→ **EXERCISE AIM**
Turn all of the data below into a JSON list of strings with one string per line, dropping blank lines and leaving the pictures out.

Stored data
——————
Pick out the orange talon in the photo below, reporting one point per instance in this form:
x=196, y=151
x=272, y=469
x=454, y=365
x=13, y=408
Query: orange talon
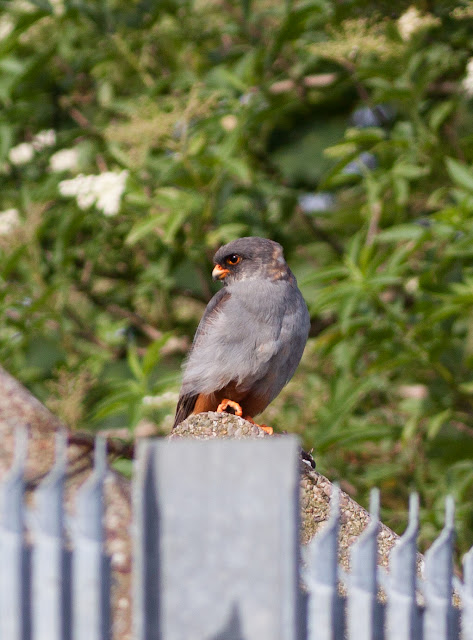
x=230, y=403
x=269, y=430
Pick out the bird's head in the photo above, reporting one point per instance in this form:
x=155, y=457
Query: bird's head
x=249, y=258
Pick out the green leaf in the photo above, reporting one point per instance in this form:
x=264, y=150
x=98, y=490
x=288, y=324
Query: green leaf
x=460, y=174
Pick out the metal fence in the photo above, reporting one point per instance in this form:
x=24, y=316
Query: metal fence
x=216, y=556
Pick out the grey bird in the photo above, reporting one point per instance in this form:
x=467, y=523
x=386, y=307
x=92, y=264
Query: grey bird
x=252, y=334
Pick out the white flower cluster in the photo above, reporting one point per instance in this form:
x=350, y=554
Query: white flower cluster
x=467, y=82
x=24, y=152
x=64, y=160
x=104, y=190
x=413, y=20
x=9, y=220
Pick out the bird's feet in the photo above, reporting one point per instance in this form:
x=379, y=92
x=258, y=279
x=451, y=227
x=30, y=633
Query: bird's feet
x=230, y=403
x=269, y=430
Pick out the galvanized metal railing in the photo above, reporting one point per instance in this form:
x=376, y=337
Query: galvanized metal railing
x=216, y=556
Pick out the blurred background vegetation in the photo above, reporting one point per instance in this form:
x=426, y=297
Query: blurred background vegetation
x=138, y=136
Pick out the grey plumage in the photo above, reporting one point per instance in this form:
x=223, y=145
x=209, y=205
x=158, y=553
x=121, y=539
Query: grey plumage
x=253, y=332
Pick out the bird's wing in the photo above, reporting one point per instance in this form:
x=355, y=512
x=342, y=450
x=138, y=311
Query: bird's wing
x=186, y=402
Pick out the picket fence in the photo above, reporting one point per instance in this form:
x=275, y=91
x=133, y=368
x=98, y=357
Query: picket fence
x=216, y=556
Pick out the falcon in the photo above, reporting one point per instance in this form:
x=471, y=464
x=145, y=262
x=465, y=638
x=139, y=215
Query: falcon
x=251, y=337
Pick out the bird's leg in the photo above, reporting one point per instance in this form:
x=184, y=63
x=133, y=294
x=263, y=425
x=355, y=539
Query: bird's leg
x=269, y=430
x=230, y=403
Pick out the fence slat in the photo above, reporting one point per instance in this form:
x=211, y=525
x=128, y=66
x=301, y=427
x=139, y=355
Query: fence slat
x=362, y=608
x=50, y=569
x=325, y=615
x=467, y=597
x=439, y=617
x=15, y=619
x=402, y=615
x=90, y=565
x=224, y=538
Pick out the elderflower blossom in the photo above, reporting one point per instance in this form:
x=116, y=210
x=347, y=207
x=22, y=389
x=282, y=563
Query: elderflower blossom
x=413, y=20
x=21, y=154
x=9, y=220
x=467, y=82
x=43, y=139
x=64, y=160
x=104, y=190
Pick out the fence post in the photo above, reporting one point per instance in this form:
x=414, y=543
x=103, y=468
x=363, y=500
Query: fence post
x=223, y=540
x=467, y=597
x=439, y=615
x=90, y=565
x=402, y=615
x=363, y=621
x=15, y=621
x=325, y=617
x=50, y=568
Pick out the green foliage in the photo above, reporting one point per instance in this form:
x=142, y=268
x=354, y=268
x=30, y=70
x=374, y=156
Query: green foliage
x=193, y=123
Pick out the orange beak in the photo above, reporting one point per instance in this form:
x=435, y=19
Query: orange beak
x=219, y=273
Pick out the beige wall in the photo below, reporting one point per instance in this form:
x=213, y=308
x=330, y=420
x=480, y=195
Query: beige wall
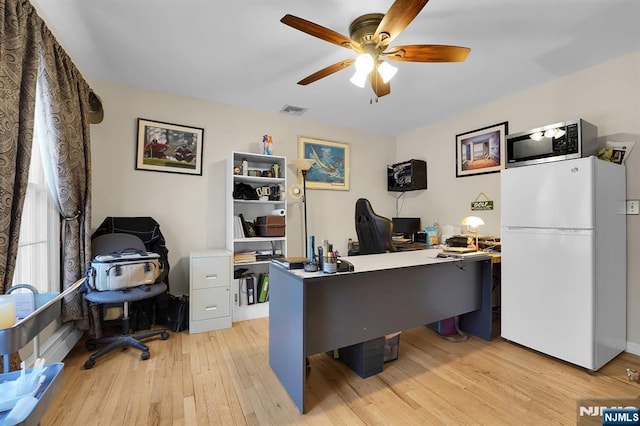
x=607, y=95
x=191, y=209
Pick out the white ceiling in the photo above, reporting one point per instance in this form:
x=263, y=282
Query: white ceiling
x=237, y=51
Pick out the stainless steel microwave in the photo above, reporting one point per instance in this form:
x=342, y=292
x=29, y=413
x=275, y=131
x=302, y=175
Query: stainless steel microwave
x=561, y=141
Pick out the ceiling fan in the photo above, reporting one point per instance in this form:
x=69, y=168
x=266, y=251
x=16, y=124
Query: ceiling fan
x=370, y=36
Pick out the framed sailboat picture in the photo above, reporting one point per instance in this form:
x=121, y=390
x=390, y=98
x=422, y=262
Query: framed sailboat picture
x=330, y=169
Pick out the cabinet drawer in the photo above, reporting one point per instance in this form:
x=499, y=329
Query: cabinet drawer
x=209, y=272
x=210, y=303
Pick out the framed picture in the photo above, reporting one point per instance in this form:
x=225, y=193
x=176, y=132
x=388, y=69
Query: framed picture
x=331, y=167
x=481, y=151
x=166, y=147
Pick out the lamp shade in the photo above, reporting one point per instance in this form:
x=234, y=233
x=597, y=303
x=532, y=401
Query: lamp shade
x=303, y=164
x=386, y=71
x=472, y=221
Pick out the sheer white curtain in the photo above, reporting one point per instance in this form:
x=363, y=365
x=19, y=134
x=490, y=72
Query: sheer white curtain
x=38, y=261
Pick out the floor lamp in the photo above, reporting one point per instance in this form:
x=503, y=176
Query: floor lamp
x=304, y=165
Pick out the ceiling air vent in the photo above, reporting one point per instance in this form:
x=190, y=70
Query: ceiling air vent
x=292, y=110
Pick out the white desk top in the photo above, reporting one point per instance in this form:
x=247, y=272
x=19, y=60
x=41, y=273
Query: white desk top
x=404, y=259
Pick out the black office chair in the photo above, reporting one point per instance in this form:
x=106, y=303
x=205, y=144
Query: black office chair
x=374, y=231
x=109, y=243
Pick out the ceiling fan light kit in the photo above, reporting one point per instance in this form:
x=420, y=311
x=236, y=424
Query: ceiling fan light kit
x=370, y=36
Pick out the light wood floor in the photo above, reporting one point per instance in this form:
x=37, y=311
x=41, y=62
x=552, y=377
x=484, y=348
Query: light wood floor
x=224, y=378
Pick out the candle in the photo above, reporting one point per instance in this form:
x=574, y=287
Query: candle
x=7, y=311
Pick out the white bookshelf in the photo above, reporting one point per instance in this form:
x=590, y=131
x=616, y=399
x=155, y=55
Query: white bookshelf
x=251, y=209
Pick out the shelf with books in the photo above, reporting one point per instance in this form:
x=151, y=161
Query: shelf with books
x=258, y=194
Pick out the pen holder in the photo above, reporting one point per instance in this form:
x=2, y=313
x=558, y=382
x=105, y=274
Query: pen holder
x=329, y=267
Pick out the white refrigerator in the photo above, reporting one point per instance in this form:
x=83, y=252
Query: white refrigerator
x=563, y=285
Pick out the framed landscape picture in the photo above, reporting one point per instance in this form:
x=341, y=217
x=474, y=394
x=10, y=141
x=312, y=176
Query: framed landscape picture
x=481, y=151
x=166, y=147
x=330, y=169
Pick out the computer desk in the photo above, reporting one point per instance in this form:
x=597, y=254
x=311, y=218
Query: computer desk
x=312, y=312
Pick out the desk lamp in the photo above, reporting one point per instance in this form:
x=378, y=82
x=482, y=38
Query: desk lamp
x=303, y=165
x=472, y=223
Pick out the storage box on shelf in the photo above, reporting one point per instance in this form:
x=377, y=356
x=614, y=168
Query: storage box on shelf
x=256, y=222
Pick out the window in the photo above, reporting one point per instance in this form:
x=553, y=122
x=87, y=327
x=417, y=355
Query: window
x=38, y=262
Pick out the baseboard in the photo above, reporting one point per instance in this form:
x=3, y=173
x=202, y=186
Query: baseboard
x=56, y=347
x=633, y=348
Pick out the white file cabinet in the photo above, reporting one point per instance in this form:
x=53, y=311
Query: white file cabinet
x=210, y=278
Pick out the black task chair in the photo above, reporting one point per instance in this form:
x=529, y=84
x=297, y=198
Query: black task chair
——————
→ **SOLUTION FOR THIS EXERCISE**
[
  "Pick out the orange talon in the photo below, reporting one point per instance in this form:",
  "x=196, y=151",
  "x=272, y=469",
  "x=454, y=365",
  "x=13, y=408",
  "Query: orange talon",
  "x=230, y=403",
  "x=269, y=430",
  "Pick out the bird's head in the photo above, reporting one point per instance in this form:",
  "x=155, y=457",
  "Query: bird's head",
  "x=249, y=258",
  "Pick out the green leaf in the photo above, reporting one point per instance in this form:",
  "x=264, y=150",
  "x=98, y=490",
  "x=288, y=324",
  "Query: green leaf",
  "x=460, y=174",
  "Pick out the metal fence in the photo above, reporting one point per instance in this form:",
  "x=24, y=316",
  "Query: metal fence",
  "x=216, y=556",
  "Pick out the grey bird in the photo above, reporting one point per instance in this form:",
  "x=467, y=523",
  "x=386, y=307",
  "x=92, y=264",
  "Query: grey bird",
  "x=252, y=334",
  "Pick out the white flower cluster in the photo above, reporting one point per instance in this form:",
  "x=350, y=554",
  "Query: white flower cluster",
  "x=467, y=82",
  "x=24, y=152",
  "x=64, y=160",
  "x=104, y=190",
  "x=413, y=20",
  "x=9, y=220",
  "Pick out the bird's feet in the photo above, reporting one point per instance in this form:",
  "x=379, y=92",
  "x=258, y=279",
  "x=451, y=227",
  "x=30, y=633",
  "Query: bird's feet",
  "x=230, y=403",
  "x=269, y=430",
  "Pick out the galvanized metal railing in the photo above, reporting one point per instance in this form:",
  "x=376, y=337",
  "Query: galvanized metal railing",
  "x=216, y=556",
  "Pick out the blurred background vegetation in the photo above, reporting one point per instance in this form:",
  "x=426, y=297",
  "Query: blurred background vegetation",
  "x=138, y=136",
  "Pick out the grey plumage in the photo above, reporting one point per instance in this form:",
  "x=223, y=145",
  "x=209, y=205",
  "x=158, y=553",
  "x=121, y=539",
  "Query: grey plumage",
  "x=253, y=332",
  "Pick out the bird's wing in the photo above, reporting one point per instance in this form:",
  "x=355, y=512",
  "x=342, y=450",
  "x=138, y=311",
  "Query: bird's wing",
  "x=186, y=402",
  "Pick out the picket fence in the photo above, reporting one point per instance in this form:",
  "x=275, y=91",
  "x=133, y=368",
  "x=98, y=357",
  "Query: picket fence",
  "x=216, y=556",
  "Pick out the falcon in the photo above, reporting one point per instance in this form:",
  "x=471, y=464",
  "x=145, y=262",
  "x=465, y=638",
  "x=139, y=215",
  "Query: falcon",
  "x=251, y=337",
  "Pick out the bird's leg in the photo above, reporting one point per instance in this form:",
  "x=184, y=63",
  "x=133, y=294",
  "x=263, y=425",
  "x=355, y=539",
  "Query: bird's leg",
  "x=269, y=430",
  "x=230, y=403",
  "Pick out the fence slat in the photo above, reporting one point per instance in this form:",
  "x=211, y=525",
  "x=128, y=66",
  "x=301, y=427",
  "x=139, y=355",
  "Query: fence slat",
  "x=362, y=608",
  "x=50, y=569",
  "x=325, y=615",
  "x=467, y=597",
  "x=439, y=617",
  "x=15, y=619",
  "x=402, y=615",
  "x=90, y=565",
  "x=224, y=538",
  "Pick out the elderflower blossom in the photo above, reporting one point per instance in this form:",
  "x=116, y=210",
  "x=347, y=207",
  "x=22, y=389",
  "x=282, y=563",
  "Query: elderflower blossom",
  "x=413, y=20",
  "x=21, y=154",
  "x=9, y=220",
  "x=467, y=82",
  "x=43, y=139",
  "x=64, y=160",
  "x=104, y=190",
  "Pick out the fence post in the photo above, reporting one point per instance in this form:",
  "x=414, y=543",
  "x=103, y=468",
  "x=363, y=500",
  "Query: fence post",
  "x=223, y=540",
  "x=467, y=597",
  "x=439, y=615",
  "x=90, y=565",
  "x=402, y=615",
  "x=363, y=621",
  "x=15, y=621",
  "x=325, y=617",
  "x=50, y=568",
  "Pick out the green foliage in the photo above, reporting one point per instance in this form:",
  "x=142, y=268",
  "x=354, y=268",
  "x=30, y=70",
  "x=374, y=156",
  "Query: green foliage",
  "x=193, y=123",
  "Pick out the orange beak in the photo above, reporting one point per instance in this form:",
  "x=435, y=19",
  "Query: orange beak",
  "x=219, y=273",
  "Pick out the beige wall in the photo below, reporting one point per instance in this form:",
  "x=213, y=308",
  "x=330, y=420",
  "x=480, y=195",
  "Query: beige wall",
  "x=607, y=95",
  "x=191, y=209",
  "Pick out the white ceiling in the photo above, reporting one point per instance in this form:",
  "x=263, y=282",
  "Query: white ceiling",
  "x=237, y=51",
  "Pick out the stainless steel microwave in the photo above, reporting one point per instance in this form:",
  "x=342, y=292",
  "x=29, y=413",
  "x=275, y=131",
  "x=302, y=175",
  "Query: stainless steel microwave",
  "x=561, y=141",
  "Pick out the ceiling fan in the photo above, reporting one point per instance in this form:",
  "x=69, y=168",
  "x=266, y=251",
  "x=16, y=124",
  "Query: ceiling fan",
  "x=370, y=36",
  "Pick out the framed sailboat picture in the photo above, reporting one point per instance in this form:",
  "x=121, y=390",
  "x=390, y=98",
  "x=422, y=262",
  "Query: framed sailboat picture",
  "x=330, y=169",
  "Pick out the cabinet drawer in the photo above, reporting one point per instance in this form:",
  "x=499, y=329",
  "Query: cabinet drawer",
  "x=209, y=272",
  "x=210, y=303",
  "Pick out the framed picture in the photo above, reporting one point per instance in this form:",
  "x=225, y=193",
  "x=176, y=132",
  "x=388, y=69",
  "Query: framed picture",
  "x=331, y=167",
  "x=481, y=151",
  "x=166, y=147",
  "Pick out the lamp shade in the photo above, reporting one point per instance in this form:",
  "x=234, y=233",
  "x=597, y=303",
  "x=532, y=401",
  "Query: lamp shade",
  "x=303, y=164",
  "x=386, y=71",
  "x=472, y=221",
  "Pick out the sheer white curtain in the photo above, reporting one point per instance in this form:",
  "x=363, y=365",
  "x=19, y=134",
  "x=490, y=72",
  "Query: sheer white curtain",
  "x=38, y=261",
  "Pick out the floor lamp in the photo above, reporting one point per instance in this form:",
  "x=503, y=176",
  "Query: floor lamp",
  "x=304, y=165",
  "Pick out the ceiling air vent in the photo above, reporting one point per instance in this form:",
  "x=190, y=70",
  "Query: ceiling air vent",
  "x=292, y=110",
  "Pick out the white desk top in the photo above, reporting one point per instance in this form:",
  "x=247, y=272",
  "x=19, y=60",
  "x=41, y=273",
  "Query: white desk top",
  "x=404, y=259",
  "Pick out the black office chair in the photo above, reporting one point per instance in this form:",
  "x=106, y=303",
  "x=205, y=144",
  "Query: black office chair",
  "x=374, y=231",
  "x=109, y=243",
  "Pick out the ceiling fan light kit in the photo above, reporting one point per instance in this form:",
  "x=420, y=311",
  "x=236, y=424",
  "Query: ceiling fan light kit",
  "x=370, y=36",
  "Pick out the light wood floor in the photo above, reporting one point per instance in this form:",
  "x=37, y=311",
  "x=41, y=62",
  "x=552, y=377",
  "x=484, y=348",
  "Query: light wood floor",
  "x=224, y=378",
  "Pick out the candle in the photo above, reporting one point per instance in this form:",
  "x=574, y=287",
  "Query: candle",
  "x=7, y=311",
  "Pick out the white bookshelf in the photo above, reporting one point per instance in this form:",
  "x=590, y=131",
  "x=616, y=399",
  "x=155, y=55",
  "Query: white bookshelf",
  "x=251, y=209",
  "Pick out the shelf with books in the photo above, reporting one point per instance in this form:",
  "x=151, y=161",
  "Query: shelf with books",
  "x=258, y=194",
  "Pick out the pen holder in the photo above, reporting one point per instance in this form:",
  "x=2, y=313",
  "x=558, y=382",
  "x=105, y=274",
  "Query: pen holder",
  "x=329, y=267",
  "Pick out the white refrigerator in the photo above, reporting one point per instance in this form:",
  "x=83, y=252",
  "Query: white refrigerator",
  "x=563, y=285",
  "Pick out the framed landscape picture in the photo above, reporting one point per instance in this form:",
  "x=341, y=217",
  "x=474, y=394",
  "x=10, y=141",
  "x=312, y=176",
  "Query: framed landscape picture",
  "x=481, y=151",
  "x=166, y=147",
  "x=330, y=169",
  "Pick out the computer desk in the photo above, reporting one point per instance in this form:",
  "x=597, y=254",
  "x=311, y=218",
  "Query: computer desk",
  "x=312, y=312",
  "Pick out the desk lamp in the photo above, reporting one point per instance in this form:",
  "x=378, y=82",
  "x=482, y=38",
  "Query: desk lamp",
  "x=303, y=165",
  "x=472, y=223",
  "Pick out the storage box on shelf in the photo above, reporting one point per instance in this form:",
  "x=377, y=356",
  "x=614, y=168",
  "Query: storage box on shelf",
  "x=256, y=222",
  "Pick out the window in the photo above, reporting one point per instance in this form:",
  "x=553, y=122",
  "x=87, y=327",
  "x=417, y=355",
  "Query: window",
  "x=38, y=262",
  "Pick out the baseboard in the photo above, reporting one point per instance in this form:",
  "x=3, y=173",
  "x=202, y=186",
  "Query: baseboard",
  "x=56, y=347",
  "x=633, y=348",
  "Pick out the white file cabinet in the photo above, reporting one point per instance in this form:",
  "x=53, y=311",
  "Query: white file cabinet",
  "x=210, y=278",
  "Pick out the black task chair in the photo above, reporting one point per instance in this form:",
  "x=529, y=84",
  "x=297, y=198",
  "Query: black task chair"
]